***** Exercise input
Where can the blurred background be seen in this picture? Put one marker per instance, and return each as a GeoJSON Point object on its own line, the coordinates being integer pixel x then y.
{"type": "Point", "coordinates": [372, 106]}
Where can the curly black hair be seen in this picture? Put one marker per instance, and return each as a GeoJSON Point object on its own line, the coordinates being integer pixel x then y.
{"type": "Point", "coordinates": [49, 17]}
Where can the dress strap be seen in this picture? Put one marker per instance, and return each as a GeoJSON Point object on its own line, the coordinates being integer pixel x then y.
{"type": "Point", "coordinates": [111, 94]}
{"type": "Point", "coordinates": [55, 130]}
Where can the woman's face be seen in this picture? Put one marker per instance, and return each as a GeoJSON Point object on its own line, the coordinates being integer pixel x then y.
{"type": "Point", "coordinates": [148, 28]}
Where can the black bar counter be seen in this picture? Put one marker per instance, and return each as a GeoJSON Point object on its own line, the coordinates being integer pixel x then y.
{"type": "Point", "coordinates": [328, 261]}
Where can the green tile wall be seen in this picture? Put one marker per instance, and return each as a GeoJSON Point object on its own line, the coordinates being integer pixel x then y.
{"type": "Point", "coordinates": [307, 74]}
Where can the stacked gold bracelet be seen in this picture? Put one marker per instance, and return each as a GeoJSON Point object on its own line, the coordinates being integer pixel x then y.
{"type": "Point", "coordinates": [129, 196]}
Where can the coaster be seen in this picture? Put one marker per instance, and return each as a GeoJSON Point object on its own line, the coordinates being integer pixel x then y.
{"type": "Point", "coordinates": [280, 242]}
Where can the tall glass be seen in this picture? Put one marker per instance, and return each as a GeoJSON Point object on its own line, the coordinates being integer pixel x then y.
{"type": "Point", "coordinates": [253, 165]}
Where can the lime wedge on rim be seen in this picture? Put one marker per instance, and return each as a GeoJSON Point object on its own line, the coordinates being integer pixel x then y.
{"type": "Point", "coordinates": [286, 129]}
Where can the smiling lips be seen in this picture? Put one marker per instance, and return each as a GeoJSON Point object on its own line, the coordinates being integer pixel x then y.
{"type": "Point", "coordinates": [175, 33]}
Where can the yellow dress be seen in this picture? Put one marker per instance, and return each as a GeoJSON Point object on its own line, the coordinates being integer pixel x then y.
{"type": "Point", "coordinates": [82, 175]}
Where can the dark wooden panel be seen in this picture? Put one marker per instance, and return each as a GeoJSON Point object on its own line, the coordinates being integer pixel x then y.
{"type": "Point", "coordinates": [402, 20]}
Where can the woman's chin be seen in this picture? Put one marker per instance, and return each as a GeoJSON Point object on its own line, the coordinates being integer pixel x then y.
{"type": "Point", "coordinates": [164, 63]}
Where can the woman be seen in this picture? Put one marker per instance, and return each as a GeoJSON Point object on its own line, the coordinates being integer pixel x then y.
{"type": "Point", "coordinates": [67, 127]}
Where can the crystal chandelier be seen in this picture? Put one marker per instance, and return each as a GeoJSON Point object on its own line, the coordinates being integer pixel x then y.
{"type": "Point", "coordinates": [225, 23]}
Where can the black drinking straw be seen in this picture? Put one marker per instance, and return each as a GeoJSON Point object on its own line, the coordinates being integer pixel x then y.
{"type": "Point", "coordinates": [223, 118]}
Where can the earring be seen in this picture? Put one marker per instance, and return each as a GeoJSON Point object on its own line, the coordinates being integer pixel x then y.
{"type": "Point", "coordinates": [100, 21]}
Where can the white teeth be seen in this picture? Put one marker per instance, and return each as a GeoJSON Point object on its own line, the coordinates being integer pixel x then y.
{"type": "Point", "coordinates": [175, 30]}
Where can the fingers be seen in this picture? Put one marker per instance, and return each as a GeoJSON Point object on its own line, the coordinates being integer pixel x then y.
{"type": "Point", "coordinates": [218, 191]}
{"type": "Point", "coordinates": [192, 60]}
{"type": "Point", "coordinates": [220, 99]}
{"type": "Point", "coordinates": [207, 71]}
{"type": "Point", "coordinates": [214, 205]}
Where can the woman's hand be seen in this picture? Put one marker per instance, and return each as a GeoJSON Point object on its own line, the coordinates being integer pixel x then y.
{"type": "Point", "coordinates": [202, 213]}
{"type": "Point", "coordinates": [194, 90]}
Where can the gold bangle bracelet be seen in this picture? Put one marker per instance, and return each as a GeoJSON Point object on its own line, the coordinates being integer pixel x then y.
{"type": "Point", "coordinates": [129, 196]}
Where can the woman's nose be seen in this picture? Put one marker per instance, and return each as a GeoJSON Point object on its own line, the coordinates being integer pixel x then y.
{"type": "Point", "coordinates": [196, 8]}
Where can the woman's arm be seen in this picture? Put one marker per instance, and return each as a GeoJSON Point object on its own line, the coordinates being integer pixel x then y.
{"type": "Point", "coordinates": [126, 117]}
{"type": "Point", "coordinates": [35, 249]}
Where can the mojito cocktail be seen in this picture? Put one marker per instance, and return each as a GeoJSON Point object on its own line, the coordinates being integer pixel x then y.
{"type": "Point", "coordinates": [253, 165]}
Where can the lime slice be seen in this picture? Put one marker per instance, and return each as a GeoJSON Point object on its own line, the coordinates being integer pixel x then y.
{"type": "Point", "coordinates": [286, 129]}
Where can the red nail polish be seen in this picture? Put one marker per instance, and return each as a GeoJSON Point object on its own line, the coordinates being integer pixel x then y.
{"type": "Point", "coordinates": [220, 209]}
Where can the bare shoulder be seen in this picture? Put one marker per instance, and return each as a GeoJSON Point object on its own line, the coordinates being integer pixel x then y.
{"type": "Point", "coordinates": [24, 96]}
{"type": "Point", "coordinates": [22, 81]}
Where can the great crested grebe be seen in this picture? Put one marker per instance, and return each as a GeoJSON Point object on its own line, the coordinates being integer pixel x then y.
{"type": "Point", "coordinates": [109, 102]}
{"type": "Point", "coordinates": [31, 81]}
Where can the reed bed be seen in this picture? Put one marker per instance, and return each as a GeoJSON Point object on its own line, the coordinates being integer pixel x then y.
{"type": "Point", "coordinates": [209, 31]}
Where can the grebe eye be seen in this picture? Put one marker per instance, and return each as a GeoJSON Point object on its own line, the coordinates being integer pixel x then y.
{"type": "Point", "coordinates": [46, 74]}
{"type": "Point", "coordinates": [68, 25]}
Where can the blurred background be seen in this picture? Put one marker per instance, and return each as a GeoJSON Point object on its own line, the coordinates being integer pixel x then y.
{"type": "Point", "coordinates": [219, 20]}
**********
Each line from the one holding "Where can the grebe" down to the end of the records above is to be repeated exactly; no other line belongs in the reply.

Where can the grebe eye be seen in this picture? Put one marker per instance, and return each as a GeoJSON Point object on its own line, the coordinates being integer pixel x then y.
{"type": "Point", "coordinates": [46, 74]}
{"type": "Point", "coordinates": [68, 25]}
Where can the blurred background be seen in this picture? Put one marker per instance, and return each as a GeoJSON Point object on its own line, the coordinates being integer pixel x then y.
{"type": "Point", "coordinates": [219, 20]}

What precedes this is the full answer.